- **Problem requirements**: Repeat the listing that comes next, leaving nothing out and changing nothing.

[Opening Available records section]

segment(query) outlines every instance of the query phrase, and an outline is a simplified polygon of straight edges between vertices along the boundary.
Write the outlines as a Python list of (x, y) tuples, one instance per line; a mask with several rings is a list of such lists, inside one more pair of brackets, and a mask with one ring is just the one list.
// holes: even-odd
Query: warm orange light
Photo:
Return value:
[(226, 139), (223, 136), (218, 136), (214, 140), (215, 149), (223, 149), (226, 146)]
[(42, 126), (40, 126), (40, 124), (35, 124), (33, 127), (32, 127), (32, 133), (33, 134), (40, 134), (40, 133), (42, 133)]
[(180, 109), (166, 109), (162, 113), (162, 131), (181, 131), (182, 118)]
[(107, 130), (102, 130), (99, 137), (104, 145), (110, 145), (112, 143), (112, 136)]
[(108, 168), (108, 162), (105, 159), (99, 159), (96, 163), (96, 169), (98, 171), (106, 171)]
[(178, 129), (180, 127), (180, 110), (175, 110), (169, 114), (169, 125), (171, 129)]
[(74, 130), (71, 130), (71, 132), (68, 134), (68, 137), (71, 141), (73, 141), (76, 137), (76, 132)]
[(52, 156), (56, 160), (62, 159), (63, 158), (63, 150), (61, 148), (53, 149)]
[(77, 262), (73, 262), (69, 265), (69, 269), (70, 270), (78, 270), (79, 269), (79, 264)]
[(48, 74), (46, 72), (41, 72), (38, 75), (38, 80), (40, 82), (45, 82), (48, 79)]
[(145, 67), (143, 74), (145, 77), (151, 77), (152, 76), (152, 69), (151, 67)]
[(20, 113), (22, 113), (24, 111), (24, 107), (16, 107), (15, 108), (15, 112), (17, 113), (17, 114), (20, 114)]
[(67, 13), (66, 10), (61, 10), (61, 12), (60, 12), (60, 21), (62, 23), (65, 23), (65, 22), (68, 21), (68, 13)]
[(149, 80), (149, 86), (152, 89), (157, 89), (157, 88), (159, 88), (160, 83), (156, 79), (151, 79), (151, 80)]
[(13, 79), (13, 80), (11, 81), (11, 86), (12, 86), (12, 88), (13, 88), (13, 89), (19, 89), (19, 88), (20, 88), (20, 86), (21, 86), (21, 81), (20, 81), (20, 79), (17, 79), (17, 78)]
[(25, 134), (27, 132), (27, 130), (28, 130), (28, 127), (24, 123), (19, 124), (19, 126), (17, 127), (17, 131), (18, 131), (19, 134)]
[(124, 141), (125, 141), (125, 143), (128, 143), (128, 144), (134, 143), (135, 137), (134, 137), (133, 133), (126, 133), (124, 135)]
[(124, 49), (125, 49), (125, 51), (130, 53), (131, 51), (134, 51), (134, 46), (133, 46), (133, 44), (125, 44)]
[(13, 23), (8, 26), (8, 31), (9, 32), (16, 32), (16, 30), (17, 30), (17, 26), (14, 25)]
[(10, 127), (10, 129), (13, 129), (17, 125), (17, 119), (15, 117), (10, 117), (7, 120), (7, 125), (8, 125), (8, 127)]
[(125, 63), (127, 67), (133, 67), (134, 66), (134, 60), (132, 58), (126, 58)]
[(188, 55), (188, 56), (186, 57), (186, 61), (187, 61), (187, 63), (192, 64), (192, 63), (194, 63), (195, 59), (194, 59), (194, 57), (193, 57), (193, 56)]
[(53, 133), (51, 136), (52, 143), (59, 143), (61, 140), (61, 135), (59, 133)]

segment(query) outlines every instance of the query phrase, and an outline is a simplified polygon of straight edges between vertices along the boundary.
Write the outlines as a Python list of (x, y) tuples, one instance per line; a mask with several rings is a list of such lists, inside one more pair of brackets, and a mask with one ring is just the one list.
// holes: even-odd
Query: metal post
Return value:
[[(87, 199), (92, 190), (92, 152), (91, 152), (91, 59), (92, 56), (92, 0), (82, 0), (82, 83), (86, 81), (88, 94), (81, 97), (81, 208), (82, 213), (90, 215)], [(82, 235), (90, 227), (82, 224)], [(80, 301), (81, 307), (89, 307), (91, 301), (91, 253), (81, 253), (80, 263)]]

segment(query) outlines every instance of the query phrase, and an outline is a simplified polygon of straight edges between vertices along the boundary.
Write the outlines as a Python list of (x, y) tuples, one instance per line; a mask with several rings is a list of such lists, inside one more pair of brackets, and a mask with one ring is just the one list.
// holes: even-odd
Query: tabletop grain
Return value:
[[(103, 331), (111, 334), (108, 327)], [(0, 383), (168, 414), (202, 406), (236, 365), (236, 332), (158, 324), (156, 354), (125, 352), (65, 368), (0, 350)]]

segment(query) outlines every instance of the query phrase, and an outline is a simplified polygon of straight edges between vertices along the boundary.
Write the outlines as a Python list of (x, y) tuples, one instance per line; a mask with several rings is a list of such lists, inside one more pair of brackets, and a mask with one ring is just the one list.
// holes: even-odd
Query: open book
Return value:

[Closing Available records section]

- **Answer space**:
segment(query) outlines every instance of the query phrase, and an outline is a simplified polygon of straight edges between vertices along the boundary.
Write the outlines as a Python list of (x, y) tuples, one instance per line; a mask with several rings is a list of such lists, inside one more pair of brackets, and a mask with one ring is just the one list.
// holes: even-odd
Query: warm orange light
Photo:
Return value:
[(226, 139), (223, 136), (218, 136), (214, 140), (215, 149), (223, 149), (226, 146)]
[(42, 126), (40, 126), (40, 124), (35, 124), (33, 127), (32, 127), (32, 133), (33, 134), (40, 134), (40, 133), (42, 133)]
[(180, 109), (166, 109), (162, 113), (162, 131), (181, 131), (182, 118)]
[(107, 130), (102, 130), (99, 137), (104, 145), (110, 145), (112, 143), (112, 136)]
[(108, 168), (108, 162), (105, 159), (99, 159), (96, 163), (96, 169), (98, 171), (106, 171)]
[(178, 129), (180, 127), (180, 110), (175, 110), (169, 114), (169, 125), (171, 129)]
[(74, 130), (71, 130), (71, 132), (68, 134), (68, 137), (71, 141), (73, 141), (76, 137), (76, 132)]
[(52, 156), (56, 160), (62, 159), (63, 158), (63, 150), (61, 148), (53, 149)]
[(77, 262), (73, 262), (69, 265), (69, 269), (70, 270), (78, 270), (79, 269), (79, 264)]
[(48, 74), (46, 72), (41, 72), (38, 75), (38, 80), (40, 82), (45, 82), (48, 79)]
[(145, 67), (143, 74), (145, 77), (151, 77), (152, 76), (152, 69), (151, 67)]
[(20, 113), (22, 113), (24, 111), (24, 107), (16, 107), (15, 108), (15, 112), (17, 113), (17, 114), (20, 114)]
[(67, 13), (66, 10), (61, 10), (61, 12), (60, 12), (60, 21), (62, 23), (65, 23), (65, 22), (68, 21), (68, 13)]
[(149, 80), (149, 86), (152, 89), (157, 89), (157, 88), (159, 88), (160, 83), (156, 79), (151, 79), (151, 80)]
[(13, 79), (13, 80), (11, 81), (11, 86), (12, 86), (12, 88), (13, 88), (13, 89), (19, 89), (19, 88), (20, 88), (20, 86), (21, 86), (21, 81), (20, 81), (20, 79), (17, 79), (17, 78)]
[(25, 134), (27, 132), (27, 130), (28, 130), (28, 127), (24, 123), (19, 124), (19, 126), (17, 127), (17, 131), (18, 131), (19, 134)]
[(124, 141), (125, 141), (125, 143), (128, 143), (128, 144), (134, 143), (135, 137), (134, 137), (133, 133), (126, 133), (124, 135)]
[(124, 49), (125, 49), (125, 51), (130, 53), (131, 51), (134, 51), (134, 46), (133, 46), (133, 44), (125, 44)]
[(13, 23), (8, 26), (8, 31), (9, 32), (16, 32), (16, 30), (17, 30), (17, 26), (14, 25)]
[(10, 127), (10, 129), (13, 129), (17, 125), (17, 119), (15, 117), (10, 117), (7, 120), (7, 125), (8, 125), (8, 127)]
[(125, 63), (127, 67), (133, 67), (134, 66), (134, 60), (132, 58), (126, 58)]
[(188, 55), (188, 56), (186, 57), (186, 61), (187, 61), (187, 63), (192, 64), (192, 63), (194, 63), (195, 59), (194, 59), (194, 57), (193, 57), (193, 56)]
[(53, 133), (51, 136), (52, 143), (59, 143), (61, 140), (61, 135), (59, 133)]

segment(query) outlines every instance of the query phrase, and an outline is a simplified polygon of straight edges between vertices along the boundary.
Write the outlines as a Python list of (x, y) tuples, one instance per line; a mask with several rings is a list of such lists, inside one more pair of brackets, and a mask with one ring is just the one list.
// holes: even-odd
Query: metal post
Return value:
[[(87, 199), (92, 190), (92, 152), (91, 152), (91, 59), (92, 56), (92, 0), (82, 0), (82, 83), (86, 81), (88, 94), (81, 97), (81, 208), (82, 213), (90, 215)], [(82, 235), (90, 227), (82, 224)], [(80, 301), (81, 307), (89, 307), (91, 301), (91, 253), (81, 253), (80, 263)]]

segment(query) outlines every instance of the query phrase, and an outline is a simplified polygon of straight edges between vertices along the boundary.
Write the outlines as a Python list of (x, y) tuples, one instance per line; a mask with several rings is a list of such lists, inside one more pair of brackets, and a mask with one ring is just the one list.
// holes: even-odd
Query: tabletop grain
Return value:
[[(103, 331), (111, 334), (108, 327)], [(0, 383), (168, 414), (202, 406), (236, 365), (236, 332), (158, 324), (156, 354), (125, 352), (65, 368), (0, 350)]]

segment(query) outlines every instance of the query phrase, and an outline is a simplified polygon of straight edges between vertices along the boundary.
Write the outlines as a Python list of (x, y) tuples, one instance per line; a mask with several rings is a list of such lists, inside one more pair of brackets, and a mask with one ring is just the one list.
// holes: even-odd
Query: open book
Return value:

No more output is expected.